§ **Document section**:
Algorithm Analysis

Declare a stack in which we will only store opening brackets. Upon receiving the next character, we perform the following operation with the stack:

• if the character ‘(‘ is encountered, then we put it in the stack;

• if the character ‘)’ is encountered, then we remove an element from the stack. If the stack is empty at this point, then the sequence is not bracketed (at some point, the number of closing brackets is greater than the number of opening ones);

At the end of processing the string, the stack must be empty.

We can model the stack using a single variable. Let the variable cnt store the number of open brackets in the stack. Then, when adding the character ‘(‘ to the stack, we will perform the operation cnt++, and when removing an element from the stack, the operation cnt--.

Example

Let's model the stack operation for the string “((())())” from the first example.

Algorithm Implementation

Read the input string.

cin >> s;

The variable cnt stores the number of current unclosed brackets (i.e., the number of opening brackets that have not yet met their corresponding closing ones).

The variable flag will become equal to 1 if, at any iteration, the number of closing brackets becomes greater than the number of opening ones. Initially, set flag = 0.

cnt = flag = 0;

Process the input string character by character, modeling the stack operation.

for (i = 0; i < s.size(); i++)
{
    if (s[i] == '(') cnt++; else cnt--;
    if (cnt < 0) flag = 1;
}

Depending on the values of the variables flag and cnt, output the answer. The stack will be empty at the end of processing the string if cnt = 0.

if (flag == 0 && cnt == 0) cout << "YES\n"; else cout << "NO\n";

Java implementation using string

import java.util.*;

public class Main
{
    public static void main(String[] args)
    {
        Scanner con = new Scanner(System.in);
        String s = con.nextLine();
        boolean flag = false; 
        int open = 0;
        for(int i = 0; i < s.length(); i++)
        {
            if (s.charAt(i) == '(') open++; else open--;
            if (open < 0) flag = true;
        }
        if (flag || (open > 0)) System.out.println("NO"); else System.out.println("YES");
        con.close();    
    }
}

Java implementation using character array

import java.util.*;

public class Main
{
    public static void main(String[] args)
    {
        Scanner con = new Scanner(System.in);
        char s[] = con.nextLine().toCharArray();
        boolean flag = false; 
        int open = 0;
        for(int i = 0; i < s.length; i++)
        {
            if (s[i] == '(') open++; else open--;
            if (open < 0) flag = true;
        }
        if (flag || (open > 0)) System.out.println("NO"); else System.out.println("YES");
        con.close();    
    }
}

Python implementation

Read the input string.

s = input()

The variable cnt stores the number of current unclosed brackets (i.e., the number of opening brackets that have not yet met their corresponding closing ones).

The variable flag will become equal to 1 if, at any iteration, the number of closing brackets becomes greater than the number of opening ones. Initially, set flag = 0.

cnt = flag = 0

Process the input string character by character, modeling the stack operation.

for ch in s:
    if ch == '(': cnt += 1
    else: cnt -= 1
    if cnt < 0: flag = 1

Depending on the values of the variables flag and cnt, output the answer. The stack will be empty at the end of processing the string if cnt = 0.

if flag == 0 and cnt == 0:
    print("YES")
else:
    print("NO")

§ **Data excerpt**:

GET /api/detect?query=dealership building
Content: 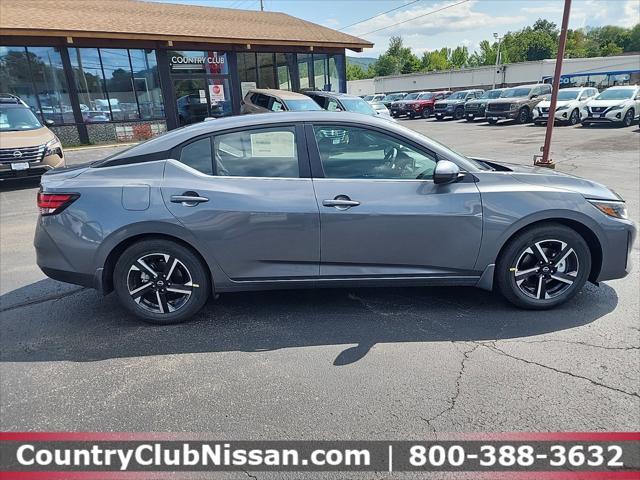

§ **Problem set**:
- 1) What are all the section headings in the bracket-checking text?
- 2) Answer these about the bracket-checking text:
(a) Which string is used to model the stack in the Example?
(b) In the two Java versions, what is the variable that counts open brackets called?
(c) In the Python version, what initial value is given to flag?

§ **Answers**:
- 1)
Algorithm Analysis
Example
Algorithm Implementation
Java implementation using string
Java implementation using character array
Python implementation

- 2)
(a) “((())())”
(b) open
(c) 0